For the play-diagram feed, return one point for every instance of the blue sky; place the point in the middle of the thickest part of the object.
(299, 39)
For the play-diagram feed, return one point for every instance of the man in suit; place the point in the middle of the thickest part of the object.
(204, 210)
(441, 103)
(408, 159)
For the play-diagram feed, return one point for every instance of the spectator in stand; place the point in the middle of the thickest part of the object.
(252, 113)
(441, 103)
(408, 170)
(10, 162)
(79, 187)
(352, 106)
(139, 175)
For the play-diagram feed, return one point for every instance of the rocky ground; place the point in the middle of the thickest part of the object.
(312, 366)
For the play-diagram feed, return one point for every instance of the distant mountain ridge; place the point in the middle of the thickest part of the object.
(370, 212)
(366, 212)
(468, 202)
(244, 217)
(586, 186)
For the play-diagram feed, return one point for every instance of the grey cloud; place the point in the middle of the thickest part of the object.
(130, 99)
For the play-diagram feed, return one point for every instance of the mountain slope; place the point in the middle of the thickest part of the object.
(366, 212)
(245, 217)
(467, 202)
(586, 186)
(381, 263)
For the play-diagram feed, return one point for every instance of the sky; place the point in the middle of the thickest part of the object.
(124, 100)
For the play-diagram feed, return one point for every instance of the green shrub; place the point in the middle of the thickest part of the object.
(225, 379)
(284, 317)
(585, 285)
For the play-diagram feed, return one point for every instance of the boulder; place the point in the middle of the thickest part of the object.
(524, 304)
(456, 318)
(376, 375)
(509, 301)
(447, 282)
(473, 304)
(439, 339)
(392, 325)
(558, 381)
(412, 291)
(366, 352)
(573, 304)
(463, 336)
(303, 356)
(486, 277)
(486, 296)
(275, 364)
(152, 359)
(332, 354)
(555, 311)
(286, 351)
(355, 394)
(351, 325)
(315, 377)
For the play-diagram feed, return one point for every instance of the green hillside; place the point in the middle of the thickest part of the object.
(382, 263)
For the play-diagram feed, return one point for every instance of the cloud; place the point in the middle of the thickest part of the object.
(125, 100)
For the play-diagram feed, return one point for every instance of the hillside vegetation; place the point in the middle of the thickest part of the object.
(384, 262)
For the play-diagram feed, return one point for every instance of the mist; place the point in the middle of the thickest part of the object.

□ □ □

What is asked: Transcribe the whole listing with nothing added or left out.

Response to this task:
For the play-diagram feed, return one point for every instance of the blue sky; place the point in the middle of the thickest part of the object.
(299, 39)
For the play-diagram feed, return one point for every instance of the man in suit; place the point in the middle of the thickest part of the object.
(204, 210)
(441, 103)
(408, 159)
For the play-diagram feed, return one point for every instance of the spectator in stand; place the point in the middle of the thickest part of the object.
(252, 113)
(441, 103)
(408, 170)
(10, 162)
(79, 187)
(352, 106)
(139, 175)
For the play-diagram feed, return one point for every instance of the rocky ground; place the point in the middle of the thickest part of the object.
(312, 366)
For the play-diagram feed, return one point for every instance of the distant mountain ridge; place the point in the middle of the thickest part of the object.
(370, 212)
(366, 212)
(468, 202)
(244, 217)
(586, 186)
For the play-diagram feed, return one point for every instance of the grey cloud; place the point in the middle of the thickest part of the object.
(130, 99)
For the play-diagram feed, return one point for every instance of the mountain slope; place the point in the middle of the thickest part of the object.
(366, 212)
(245, 217)
(467, 202)
(586, 186)
(381, 263)
For the play-diagram feed, return one point for every instance of the sky; place the point in the middle of the thickest part of the object.
(124, 100)
For the play-diagram feed, return one point for every instance of the green shrub; place the point in the middle of the thickest part of the object.
(225, 379)
(284, 317)
(585, 285)
For the play-diagram feed, return one point for every instance of the boulder; place the point in the middle of the thickest part of the object.
(524, 304)
(456, 318)
(376, 375)
(509, 301)
(447, 282)
(473, 304)
(439, 339)
(392, 325)
(558, 381)
(412, 291)
(366, 352)
(573, 304)
(463, 336)
(303, 356)
(486, 277)
(486, 296)
(275, 364)
(152, 359)
(332, 354)
(555, 311)
(286, 351)
(355, 394)
(351, 325)
(315, 377)
For the play-diagram feed, return one point for every instance of the green hillside; place the point in the middle of the thickest part of the object.
(382, 263)
For the play-diagram feed, return one point for every instance of the cloud; place the point in the middle of the thickest part of the object.
(125, 100)
For the play-diagram feed, return one point for every instance of the hillside vegetation; place the point in the middle of the thickest part of the object.
(384, 262)
For the play-diagram feed, return one point for every instance of the mist; place the point in the middle of the thickest part of the object.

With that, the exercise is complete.